§ **ACTIVITY**: Below is a set of records; print all of them exactly as written.

§ **MATERIALS PROVIDED**:
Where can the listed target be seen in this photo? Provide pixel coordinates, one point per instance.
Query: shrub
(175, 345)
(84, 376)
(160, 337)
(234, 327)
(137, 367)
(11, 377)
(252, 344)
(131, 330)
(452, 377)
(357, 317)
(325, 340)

§ **COMPLETED TASK**:
Where can the listed target be seen in this photo? Provide pixel coordinates, one point per instance.
Query: shrub
(175, 345)
(84, 376)
(160, 337)
(234, 327)
(137, 367)
(11, 377)
(252, 344)
(131, 330)
(452, 377)
(357, 317)
(325, 340)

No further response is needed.